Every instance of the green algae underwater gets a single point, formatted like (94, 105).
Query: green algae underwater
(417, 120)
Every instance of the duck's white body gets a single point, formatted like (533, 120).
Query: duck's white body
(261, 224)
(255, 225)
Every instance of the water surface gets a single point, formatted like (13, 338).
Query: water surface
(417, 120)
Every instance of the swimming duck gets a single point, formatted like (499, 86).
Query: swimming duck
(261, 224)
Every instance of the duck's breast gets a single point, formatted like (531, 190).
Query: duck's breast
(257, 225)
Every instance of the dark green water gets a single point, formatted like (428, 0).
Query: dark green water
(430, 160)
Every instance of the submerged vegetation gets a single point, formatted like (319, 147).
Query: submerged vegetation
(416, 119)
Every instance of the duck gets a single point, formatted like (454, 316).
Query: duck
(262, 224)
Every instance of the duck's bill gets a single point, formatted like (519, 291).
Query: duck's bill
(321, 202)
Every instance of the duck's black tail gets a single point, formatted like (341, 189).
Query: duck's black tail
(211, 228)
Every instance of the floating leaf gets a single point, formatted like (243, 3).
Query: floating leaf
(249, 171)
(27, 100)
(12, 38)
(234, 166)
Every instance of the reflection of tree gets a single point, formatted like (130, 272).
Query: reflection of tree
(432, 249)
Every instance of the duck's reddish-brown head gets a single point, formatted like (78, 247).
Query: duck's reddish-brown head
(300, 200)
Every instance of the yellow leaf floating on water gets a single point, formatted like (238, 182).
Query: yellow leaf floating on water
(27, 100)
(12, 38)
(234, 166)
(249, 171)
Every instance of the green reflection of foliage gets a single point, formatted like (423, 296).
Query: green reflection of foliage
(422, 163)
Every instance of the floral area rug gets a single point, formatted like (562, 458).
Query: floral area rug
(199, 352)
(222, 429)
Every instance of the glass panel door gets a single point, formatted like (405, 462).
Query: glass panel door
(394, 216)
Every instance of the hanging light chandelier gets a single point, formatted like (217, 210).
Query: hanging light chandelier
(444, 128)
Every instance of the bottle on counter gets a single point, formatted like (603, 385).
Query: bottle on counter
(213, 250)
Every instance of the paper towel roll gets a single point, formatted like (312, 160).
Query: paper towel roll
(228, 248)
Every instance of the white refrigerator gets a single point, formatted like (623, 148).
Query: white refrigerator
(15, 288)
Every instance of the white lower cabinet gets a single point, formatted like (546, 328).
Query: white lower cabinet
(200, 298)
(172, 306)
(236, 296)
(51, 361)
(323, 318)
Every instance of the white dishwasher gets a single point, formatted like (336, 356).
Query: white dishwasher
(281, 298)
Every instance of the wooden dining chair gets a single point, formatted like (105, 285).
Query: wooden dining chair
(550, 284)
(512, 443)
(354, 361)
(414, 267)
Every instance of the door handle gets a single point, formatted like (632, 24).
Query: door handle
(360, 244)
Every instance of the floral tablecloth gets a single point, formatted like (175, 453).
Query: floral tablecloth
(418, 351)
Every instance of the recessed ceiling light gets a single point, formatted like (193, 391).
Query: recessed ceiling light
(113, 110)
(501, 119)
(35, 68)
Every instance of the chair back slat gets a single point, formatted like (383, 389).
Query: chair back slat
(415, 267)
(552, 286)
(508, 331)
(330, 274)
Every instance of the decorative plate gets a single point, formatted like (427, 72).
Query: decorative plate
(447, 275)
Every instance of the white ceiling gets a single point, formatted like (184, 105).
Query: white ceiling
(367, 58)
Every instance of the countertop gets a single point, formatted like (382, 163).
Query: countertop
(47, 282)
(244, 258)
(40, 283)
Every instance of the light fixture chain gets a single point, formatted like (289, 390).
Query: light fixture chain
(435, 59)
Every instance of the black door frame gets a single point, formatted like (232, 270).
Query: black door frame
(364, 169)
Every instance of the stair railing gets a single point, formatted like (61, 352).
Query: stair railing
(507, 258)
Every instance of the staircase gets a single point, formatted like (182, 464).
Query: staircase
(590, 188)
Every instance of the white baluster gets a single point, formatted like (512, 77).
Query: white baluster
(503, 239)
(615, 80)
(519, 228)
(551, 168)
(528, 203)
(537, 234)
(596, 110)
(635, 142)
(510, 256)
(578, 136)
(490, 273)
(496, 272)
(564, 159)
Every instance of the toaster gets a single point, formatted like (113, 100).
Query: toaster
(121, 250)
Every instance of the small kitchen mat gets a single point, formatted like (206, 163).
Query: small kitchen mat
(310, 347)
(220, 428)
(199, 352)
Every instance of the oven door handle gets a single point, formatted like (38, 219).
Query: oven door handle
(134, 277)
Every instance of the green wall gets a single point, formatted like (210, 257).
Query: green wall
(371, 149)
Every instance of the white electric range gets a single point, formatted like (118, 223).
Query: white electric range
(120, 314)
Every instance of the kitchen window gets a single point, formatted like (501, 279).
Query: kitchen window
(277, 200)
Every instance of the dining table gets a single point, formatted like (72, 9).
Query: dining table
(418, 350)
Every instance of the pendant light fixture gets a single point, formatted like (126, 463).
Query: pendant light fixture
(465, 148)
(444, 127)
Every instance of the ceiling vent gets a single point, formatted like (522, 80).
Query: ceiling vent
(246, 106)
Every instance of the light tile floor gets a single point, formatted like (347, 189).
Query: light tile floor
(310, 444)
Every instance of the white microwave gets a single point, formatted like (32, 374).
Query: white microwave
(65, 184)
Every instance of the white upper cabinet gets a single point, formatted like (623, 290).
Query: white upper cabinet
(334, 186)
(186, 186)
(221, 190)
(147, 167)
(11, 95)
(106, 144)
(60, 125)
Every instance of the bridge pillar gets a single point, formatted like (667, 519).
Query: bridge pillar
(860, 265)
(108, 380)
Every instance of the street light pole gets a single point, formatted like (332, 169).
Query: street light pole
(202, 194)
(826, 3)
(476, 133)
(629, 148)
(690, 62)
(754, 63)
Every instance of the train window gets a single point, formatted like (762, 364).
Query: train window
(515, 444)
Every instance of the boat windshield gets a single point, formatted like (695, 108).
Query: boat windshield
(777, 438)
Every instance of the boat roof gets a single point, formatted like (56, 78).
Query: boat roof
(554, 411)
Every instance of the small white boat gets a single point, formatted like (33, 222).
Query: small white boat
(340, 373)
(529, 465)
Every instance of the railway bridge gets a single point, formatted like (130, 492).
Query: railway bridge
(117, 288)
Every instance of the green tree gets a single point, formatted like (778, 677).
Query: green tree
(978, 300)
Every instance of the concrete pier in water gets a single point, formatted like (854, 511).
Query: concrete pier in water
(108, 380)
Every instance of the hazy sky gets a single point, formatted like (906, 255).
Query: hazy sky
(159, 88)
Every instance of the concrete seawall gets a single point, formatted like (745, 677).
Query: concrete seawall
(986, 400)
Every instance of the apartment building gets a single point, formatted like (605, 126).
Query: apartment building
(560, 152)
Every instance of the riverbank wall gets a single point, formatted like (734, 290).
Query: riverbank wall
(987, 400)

━━━━━━━━━━

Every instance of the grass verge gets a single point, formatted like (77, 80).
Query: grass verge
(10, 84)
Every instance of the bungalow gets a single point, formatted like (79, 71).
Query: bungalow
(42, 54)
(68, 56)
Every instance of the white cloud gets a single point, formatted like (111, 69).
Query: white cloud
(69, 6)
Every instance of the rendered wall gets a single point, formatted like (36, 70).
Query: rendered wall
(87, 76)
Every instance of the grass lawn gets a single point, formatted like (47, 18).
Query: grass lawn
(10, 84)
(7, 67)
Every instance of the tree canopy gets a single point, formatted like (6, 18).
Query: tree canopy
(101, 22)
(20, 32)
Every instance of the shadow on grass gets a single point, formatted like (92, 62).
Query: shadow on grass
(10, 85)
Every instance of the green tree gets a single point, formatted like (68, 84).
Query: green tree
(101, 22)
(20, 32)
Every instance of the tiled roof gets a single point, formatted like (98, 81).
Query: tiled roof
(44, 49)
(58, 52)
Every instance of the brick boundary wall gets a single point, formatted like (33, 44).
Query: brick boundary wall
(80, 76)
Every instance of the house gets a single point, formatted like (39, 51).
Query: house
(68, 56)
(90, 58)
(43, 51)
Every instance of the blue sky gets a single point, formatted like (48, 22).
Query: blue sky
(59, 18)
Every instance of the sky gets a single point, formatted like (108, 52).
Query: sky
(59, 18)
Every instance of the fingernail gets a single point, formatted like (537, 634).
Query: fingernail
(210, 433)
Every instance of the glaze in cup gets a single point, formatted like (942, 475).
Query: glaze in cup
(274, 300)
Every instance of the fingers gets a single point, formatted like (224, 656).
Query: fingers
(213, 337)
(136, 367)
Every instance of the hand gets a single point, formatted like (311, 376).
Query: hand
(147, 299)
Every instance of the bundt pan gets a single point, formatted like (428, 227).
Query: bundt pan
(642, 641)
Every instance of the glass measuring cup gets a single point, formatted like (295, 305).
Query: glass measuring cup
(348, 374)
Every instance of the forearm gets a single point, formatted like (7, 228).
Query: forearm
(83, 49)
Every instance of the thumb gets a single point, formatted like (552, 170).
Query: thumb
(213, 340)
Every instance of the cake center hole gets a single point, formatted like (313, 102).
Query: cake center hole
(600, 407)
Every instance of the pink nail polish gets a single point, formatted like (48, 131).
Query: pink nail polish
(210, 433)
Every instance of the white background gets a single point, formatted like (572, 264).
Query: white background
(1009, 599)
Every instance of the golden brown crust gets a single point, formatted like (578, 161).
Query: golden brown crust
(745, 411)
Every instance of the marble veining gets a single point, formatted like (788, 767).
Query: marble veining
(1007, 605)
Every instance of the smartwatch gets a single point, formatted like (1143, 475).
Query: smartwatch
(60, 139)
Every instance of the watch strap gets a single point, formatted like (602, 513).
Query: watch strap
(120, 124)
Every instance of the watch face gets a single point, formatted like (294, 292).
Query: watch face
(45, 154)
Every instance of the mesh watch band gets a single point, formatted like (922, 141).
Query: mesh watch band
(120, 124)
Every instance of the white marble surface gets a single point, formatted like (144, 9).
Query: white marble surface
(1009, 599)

━━━━━━━━━━

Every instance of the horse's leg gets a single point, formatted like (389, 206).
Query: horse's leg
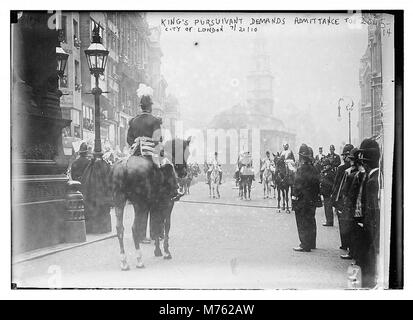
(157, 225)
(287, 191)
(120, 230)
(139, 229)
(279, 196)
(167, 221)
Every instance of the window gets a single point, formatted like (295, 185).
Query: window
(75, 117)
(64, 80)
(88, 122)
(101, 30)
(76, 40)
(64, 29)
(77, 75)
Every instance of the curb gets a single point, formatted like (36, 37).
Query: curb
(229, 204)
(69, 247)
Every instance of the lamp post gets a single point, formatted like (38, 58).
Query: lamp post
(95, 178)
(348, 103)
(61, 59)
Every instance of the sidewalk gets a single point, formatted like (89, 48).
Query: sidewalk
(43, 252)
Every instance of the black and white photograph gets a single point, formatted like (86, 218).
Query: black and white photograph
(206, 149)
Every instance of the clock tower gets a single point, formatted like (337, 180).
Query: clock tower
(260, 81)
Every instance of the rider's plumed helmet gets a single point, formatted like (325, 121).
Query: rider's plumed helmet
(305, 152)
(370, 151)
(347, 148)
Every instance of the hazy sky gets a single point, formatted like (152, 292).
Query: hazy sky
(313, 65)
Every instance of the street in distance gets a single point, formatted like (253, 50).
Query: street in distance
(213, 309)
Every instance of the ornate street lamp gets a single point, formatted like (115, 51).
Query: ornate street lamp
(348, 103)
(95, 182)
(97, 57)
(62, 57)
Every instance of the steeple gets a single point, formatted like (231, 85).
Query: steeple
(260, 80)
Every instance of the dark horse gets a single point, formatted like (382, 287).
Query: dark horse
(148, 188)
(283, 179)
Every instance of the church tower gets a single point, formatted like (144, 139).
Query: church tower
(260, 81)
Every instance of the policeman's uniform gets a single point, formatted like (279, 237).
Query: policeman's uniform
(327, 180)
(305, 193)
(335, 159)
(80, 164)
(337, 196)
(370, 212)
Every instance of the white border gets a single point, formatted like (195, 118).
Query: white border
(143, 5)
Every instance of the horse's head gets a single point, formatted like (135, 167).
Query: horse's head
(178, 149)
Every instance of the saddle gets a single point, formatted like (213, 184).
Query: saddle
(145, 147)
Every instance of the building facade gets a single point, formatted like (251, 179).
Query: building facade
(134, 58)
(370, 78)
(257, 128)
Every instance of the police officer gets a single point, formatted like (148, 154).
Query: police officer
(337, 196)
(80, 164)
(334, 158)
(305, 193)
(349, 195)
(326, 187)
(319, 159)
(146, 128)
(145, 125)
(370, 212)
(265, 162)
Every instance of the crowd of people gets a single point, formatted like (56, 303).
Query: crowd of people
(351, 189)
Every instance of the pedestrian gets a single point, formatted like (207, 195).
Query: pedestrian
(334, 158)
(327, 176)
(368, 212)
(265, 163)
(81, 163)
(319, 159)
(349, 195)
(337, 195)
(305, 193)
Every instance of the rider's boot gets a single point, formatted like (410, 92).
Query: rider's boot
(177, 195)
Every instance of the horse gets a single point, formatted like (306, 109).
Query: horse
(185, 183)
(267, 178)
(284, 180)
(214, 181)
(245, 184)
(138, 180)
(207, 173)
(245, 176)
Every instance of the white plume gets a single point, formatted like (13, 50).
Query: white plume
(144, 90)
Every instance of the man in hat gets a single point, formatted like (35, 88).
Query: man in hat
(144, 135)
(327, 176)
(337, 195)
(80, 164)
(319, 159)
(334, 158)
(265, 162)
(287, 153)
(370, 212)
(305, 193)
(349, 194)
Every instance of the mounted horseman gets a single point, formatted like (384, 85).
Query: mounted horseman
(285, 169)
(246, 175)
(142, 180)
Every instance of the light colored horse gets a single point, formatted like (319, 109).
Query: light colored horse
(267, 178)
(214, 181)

━━━━━━━━━━

• [WHAT TO DO]
How many lines in the material above contain the word "officer"? Reply with the number alone.

• [ANSWER TO THE EXERCISE]
2